## Parts of the exercise:
1) From the essay on growing up in San Francisco, extract the part that opens with the words containing "The school I" and closes with "interest in me.".
2) List the reasons the essay on growing up in San Francisco gives for why the writer's Latino friends didn't call the writer "huero."
3) In the essay on growing up in San Francisco, condense the paragraph beginning "The school I went to" into a shorter version that keeps its main facts.

====== Exercise text

I grew up in San Francisco, where whites have been a minority in the city’s public schools for decades. Born to a father of mixed European descent and a Latino mother, I always had fair skin, and for me, color was destiny: From early on I was a “white boy.” My own brother often called me a honky.
The school I went to was culturally diverse, primarily Asian and black, but drawing people from every race and every neighborhood. I was a minority there. It was fairly segregated, mostly by race and neighborhood, and I spent time with a lot of different groups, especially blacks and Latinos, trying to find my place.
My Latino friends didn’t call me “huero” — the word for light-skinned Latinos — even though I had a Latin mother, because I didn’t speak Spanish, had an Anglo last name, and looked white. My black friends would introduce me as a “cool white boy.” At first, I thought this was an honor. Later I thought, “Who ever heard of a cool white boy? And if there is one, could I really be it?” Whites were usually busy trying to pretend they were another color, or spouting racial slurs, so my options were limited. Asians showed little interest in me.
I always felt as if I had to prove myself. I had to fight anyone who challenged me — not because I had violent tendencies, but because I was prejudged as a sucker by the color of my skin. White equals “weak” in urban schools today. So if my friends were stealing, I had to steal more. If they were fighting, I had to jump in and hit harder. The only white men I admired growing up were Italian gangsters. I must have watched “Goodfellas” 50 times trying to perfect the accent, dress and attitude of my role models. I altered my mother’s maiden name slightly to make it Italian, waiting to be initiated into the underworld. The call never came, but in pursuing it (wearing a double-breasted pinstriped suit and two-tone shoes to my confirmation) I became even more confused about my ethnic identity.

============
====== Data for review

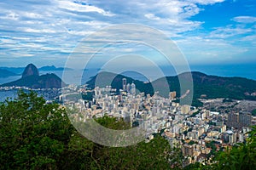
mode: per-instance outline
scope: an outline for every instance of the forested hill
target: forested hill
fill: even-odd
[[[179,78],[183,81],[189,81],[186,80],[187,74],[188,73],[183,73],[179,75]],[[253,95],[255,94],[253,93],[256,93],[256,81],[254,80],[243,77],[209,76],[198,71],[193,71],[191,74],[193,77],[195,99],[204,97],[207,99],[230,98],[234,99],[256,100],[256,96]],[[160,89],[160,87],[164,84],[165,78],[166,78],[170,91],[177,91],[177,96],[180,95],[178,76],[161,77],[151,83],[145,83],[142,81],[134,80],[123,75],[101,72],[98,75],[92,76],[86,83],[89,84],[89,87],[93,88],[95,87],[96,80],[100,80],[96,81],[96,86],[105,87],[111,83],[113,88],[121,89],[123,78],[127,79],[127,83],[134,82],[139,91],[150,94],[153,94],[151,83],[159,87],[159,89]],[[160,94],[168,96],[167,94],[163,94],[163,92],[160,91]]]

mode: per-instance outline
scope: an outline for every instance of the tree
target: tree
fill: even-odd
[[[114,117],[96,121],[130,128]],[[0,104],[0,169],[169,169],[175,153],[160,135],[122,148],[95,144],[76,131],[65,109],[34,92]]]
[[[34,92],[0,105],[0,163],[3,169],[55,169],[73,128],[65,110],[45,105]]]

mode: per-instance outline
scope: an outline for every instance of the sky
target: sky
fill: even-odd
[[[63,66],[84,37],[125,23],[160,31],[192,65],[252,64],[255,8],[255,0],[1,0],[0,66]]]

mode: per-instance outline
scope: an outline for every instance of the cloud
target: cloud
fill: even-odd
[[[232,19],[232,20],[239,23],[254,23],[256,22],[256,17],[253,16],[236,16]]]
[[[135,23],[159,29],[183,47],[183,50],[191,49],[192,54],[186,52],[191,60],[206,60],[204,56],[220,57],[220,52],[224,51],[224,54],[229,53],[231,56],[230,50],[241,53],[244,47],[234,44],[230,38],[242,36],[244,38],[238,41],[246,42],[246,45],[254,41],[249,34],[255,34],[255,26],[243,25],[253,25],[255,17],[237,16],[231,19],[236,24],[210,31],[204,30],[204,20],[192,19],[205,6],[224,1],[20,0],[14,3],[3,0],[0,2],[0,45],[1,54],[4,54],[1,55],[22,58],[27,54],[26,56],[37,56],[39,65],[39,59],[55,57],[55,60],[64,63],[61,56],[66,59],[84,37],[108,26]],[[211,46],[216,48],[207,48]],[[197,47],[203,48],[201,50]],[[137,49],[128,47],[124,51],[137,52]]]

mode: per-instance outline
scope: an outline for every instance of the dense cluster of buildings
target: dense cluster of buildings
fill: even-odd
[[[84,88],[83,92],[86,90]],[[114,116],[132,127],[144,128],[146,141],[160,133],[172,148],[182,149],[184,165],[195,162],[207,163],[215,152],[247,138],[253,119],[251,113],[223,114],[204,107],[180,105],[173,102],[175,99],[176,92],[171,92],[169,98],[163,98],[157,92],[153,96],[137,93],[136,85],[123,79],[119,93],[111,86],[97,87],[90,101],[67,99],[66,104],[84,113],[74,116],[78,121]]]
[[[1,90],[11,89],[14,87]],[[79,112],[73,115],[76,121],[104,116],[123,119],[131,127],[143,128],[146,142],[160,133],[172,148],[181,148],[183,165],[195,162],[207,163],[218,150],[244,142],[256,120],[245,110],[209,110],[212,108],[210,103],[213,102],[221,107],[222,100],[218,99],[206,101],[207,107],[196,108],[174,102],[176,92],[170,92],[169,98],[161,97],[158,92],[152,96],[145,94],[137,91],[135,83],[127,83],[125,78],[119,90],[111,86],[89,89],[86,86],[69,85],[63,89],[37,89],[37,92],[49,99],[58,97],[66,106],[78,109]],[[93,95],[91,99],[85,100],[81,94]]]

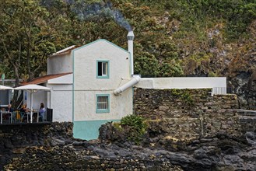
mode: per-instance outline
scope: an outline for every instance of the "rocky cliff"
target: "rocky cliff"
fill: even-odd
[[[72,123],[2,126],[0,169],[256,169],[255,120],[244,122],[233,110],[235,95],[138,89],[134,100],[148,125],[140,144],[114,123],[89,141],[72,138]]]

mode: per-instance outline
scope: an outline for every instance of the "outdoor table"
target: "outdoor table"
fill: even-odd
[[[8,111],[1,111],[1,124],[2,124],[2,114],[5,113],[5,114],[9,114],[10,115],[10,117],[11,117],[11,123],[12,123],[12,112],[8,112]]]

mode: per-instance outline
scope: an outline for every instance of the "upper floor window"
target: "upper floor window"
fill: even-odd
[[[109,113],[110,112],[110,95],[97,94],[96,95],[96,113]]]
[[[96,75],[97,79],[109,79],[109,61],[96,61]]]

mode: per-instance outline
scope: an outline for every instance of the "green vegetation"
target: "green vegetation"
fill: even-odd
[[[146,129],[145,119],[135,114],[128,115],[121,118],[120,126],[125,132],[128,140],[136,144],[139,144]],[[118,127],[120,130],[120,127],[116,125],[115,127]]]
[[[0,72],[16,85],[45,73],[47,57],[70,45],[103,38],[126,49],[130,26],[135,74],[221,75],[210,50],[244,42],[256,16],[254,0],[0,2]]]

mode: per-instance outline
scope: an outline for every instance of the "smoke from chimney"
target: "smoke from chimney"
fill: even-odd
[[[128,44],[128,51],[130,52],[131,55],[131,72],[132,75],[134,74],[133,69],[133,40],[134,40],[134,33],[133,31],[129,31],[127,35]]]
[[[112,18],[121,26],[128,31],[132,30],[129,23],[124,19],[123,14],[117,9],[113,8],[112,3],[92,3],[88,4],[86,1],[75,2],[73,0],[64,0],[66,3],[72,5],[72,9],[81,19],[91,20],[99,18]]]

============

## Solutions to each task:
1)
The school I went to was culturally diverse, primarily Asian and black, but drawing people from every race and every neighborhood. I was a minority there. It was fairly segregated, mostly by race and neighborhood, and I spent time with a lot of different groups, especially blacks and Latinos, trying to find my place.
My Latino friends didn’t call me “huero” — the word for light-skinned Latinos — even though I had a Latin mother, because I didn’t speak Spanish, had an Anglo last name, and looked white. My black friends would introduce me as a “cool white boy.” At first, I thought this was an honor. Later I thought, “Who ever heard of a cool white boy? And if there is one, could I really be it?” Whites were usually busy trying to pretend they were another color, or spouting racial slurs, so my options were limited. Asians showed little interest in me.

2)
- The writer didn't speak Spanish.
- The writer had an Anglo last name.
- The writer looked white.

3) The writer's school was culturally diverse, mostly Asian and black, with students from every race and neighborhood, and the writer was a minority there. It was fairly segregated by race and neighborhood. Looking for a place to fit in, the writer spent time with many groups, especially blacks and Latinos.